» INSTRUCTIONS FOR THE TASK
Resume the convolutional neural network homework text after its last line and carry it forward in the same style.
TEXT SHOWN start
# Homework: Not So Basic Artificial Neural Networks

Your task is to implement a simple framework for convolutional neural networks training. While convolutional neural networks is a subject of lecture 3, we expect that there are a lot of students who are familiar with the topic.

In order to successfully pass this homework, you will have to:

- Implement all the blocks in `homework_modules.ipynb` (esp `Conv2d` and `MaxPool2d` layers). Good implementation should pass all the tests in `homework_test_modules.ipynb`.
- Settle with a bit of math in `homework_differentiation.ipynb`
- Train a CNN that has at least one `Conv2d` layer, `MaxPool2d` layer and `BatchNormalization` layer and achieves at least 97% accuracy on MNIST test set.

Feel free to use `homework_main-basic.ipynb` for debugging or as source of code snippets. 

Note, that this homework requires sending **multiple** files, please do not forget to include all the files when sending to TA. The list of files:
- This notebook with cnn trained
- `homework_modules.ipynb`
- `homework_differentiation.ipynb`

In [1]:
%matplotlib inline
from time import time, sleep
import numpy as np
import matplotlib.pyplot as plt
from IPython import display

np.random.seed(42)

In [2]:
# (re-)load layers
%run homework_modules.ipynb

In [3]:
# batch generator
def get_batches(dataset, batch_size):
    X, Y = dataset
    n_samples = X.shape[0]
        
    # Shuffle at the start of epoch
    indices = np.arange(n_samples)
    np.random.shuffle(indices)
    
    for start in range(0, n_samples, batch_size):
        end = min(start + batch_size, n_samples)
        
        batch_idx = indices[start:end]
    
        yield X[batch_idx], Y[batch_idx]

In [4]:
import mnist
X_train, y_train, X_val, y_val, X_test, y_test = mnist.load_dataset()  # your dataset

In [5]:
# Let's add one channel to the [HxW] images -> [1xHxW]
X_train = X_train.reshape(X_train.shape[0], 1, X_train.shape[1], X_train.shape[2])
TEXT SHOWN end
GIVEN DATA start
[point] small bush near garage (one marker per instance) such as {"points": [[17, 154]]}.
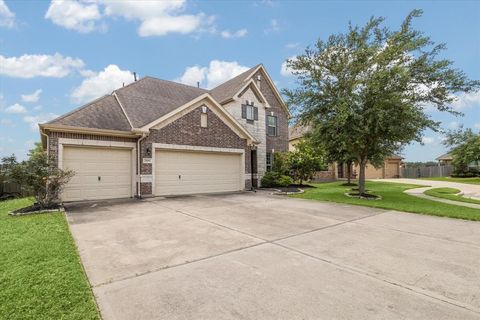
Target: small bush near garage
{"points": [[37, 176], [275, 179]]}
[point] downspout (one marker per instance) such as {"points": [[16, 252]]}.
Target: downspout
{"points": [[46, 137], [144, 135]]}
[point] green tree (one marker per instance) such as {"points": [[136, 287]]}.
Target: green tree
{"points": [[37, 176], [366, 89], [304, 161], [465, 148]]}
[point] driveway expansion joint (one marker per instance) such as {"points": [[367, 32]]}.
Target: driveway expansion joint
{"points": [[396, 283]]}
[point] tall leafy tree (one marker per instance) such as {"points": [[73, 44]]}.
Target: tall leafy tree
{"points": [[365, 90]]}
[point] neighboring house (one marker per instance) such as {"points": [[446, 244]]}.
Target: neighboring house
{"points": [[155, 137], [390, 169], [445, 159]]}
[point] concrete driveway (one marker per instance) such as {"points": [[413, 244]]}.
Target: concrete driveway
{"points": [[258, 256], [468, 190]]}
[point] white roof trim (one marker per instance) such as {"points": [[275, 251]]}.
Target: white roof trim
{"points": [[272, 84], [252, 82], [206, 96]]}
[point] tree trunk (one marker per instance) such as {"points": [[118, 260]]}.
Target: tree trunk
{"points": [[361, 176]]}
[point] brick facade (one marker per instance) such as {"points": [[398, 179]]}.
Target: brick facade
{"points": [[279, 143], [188, 131]]}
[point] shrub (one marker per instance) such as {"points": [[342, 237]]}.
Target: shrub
{"points": [[39, 177], [275, 179], [284, 181]]}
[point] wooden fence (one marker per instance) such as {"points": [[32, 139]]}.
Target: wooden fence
{"points": [[426, 172]]}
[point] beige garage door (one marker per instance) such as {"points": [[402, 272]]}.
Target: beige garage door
{"points": [[100, 173], [180, 172]]}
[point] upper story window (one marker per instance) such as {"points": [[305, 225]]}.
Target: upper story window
GIVEN DATA end
» REPLY
X_test = X_test.reshape(X_test.shape[0], 1, X_test.shape[1], X_test.shape[2])
X_val = X_val.reshape(X_val.shape[0], 1, X_val.shape[1], X_val.shape[2])

In [6]:
assert X_train.shape[1:] == (1, 28, 28), 'wrong X_train shape'
assert X_test.shape[1:] == (1, 28, 28), 'wrong X_test shape'
assert X_val.shape[1:] == (1, 28, 28), 'wrong X_val shape'

In [7]:
from sklearn.preprocessing import OneHotEncoder
from sklearn.metrics import accuracy_score

encoder = OneHotEncoder(sparse=False)
y_train_enc = encoder.fit_transform(y_train.reshape(-1, 1))

In case you used a LabelEncoder before this OneHotEncoder to convert the categories to integers, then you can now use the OneHotEncoder directly.


In [8]:
# Let's start with defining our model's architecture

# [Conv2d -> BatchNorm -> ReLU -> MaxPool]*2 -> Dense 128 -> Dense 10 -> LogSoftMax
net = Sequential()
net.add(Conv2d(1, 32, 3))
net.add(BatchNormalization(alpha=.5))
net.add(ReLU())
net.add(MaxPool2d(2))
net.add(Conv2d(32, 48, 3))
net.add(ReLU())
net.add(MaxPool2d(2))
net.add(Flatten())
net.add(Dropout(0.25))
net.add(Linear(2352, 128))
net.add(Linear(128, 10))
net.add(LogSoftMax())

# Cross-Entropy Loss
criterion = ClassNLLCriterion()

In [9]:
# Define HyperParameters
n_epoch = 3
batch_size = 128

# Optimizer
optimizer_config = {'learning_rate' : 1e-3, 'beta1': 0.9, 'beta2': 0.999, 'epsilon': 1e-8}
optimizer_state = {}

In [10]:
for i in range(n_epoch):
    print("Epoch {} started...".format(i))
    
    net.train()
    epoch_losses = []
    for x_batch, y_batch in (get_batches((X_train, y_train_enc), batch_size)):
        
        net.zeroGradParameters()
        
        # Forward
        predictions = net.forward(x_batch)
        loss = criterion.forward(predictions, y_batch)
        
        # Backward
        dL = criterion.backward(predictions, y_batch)
        net.backward(x_batch, dL)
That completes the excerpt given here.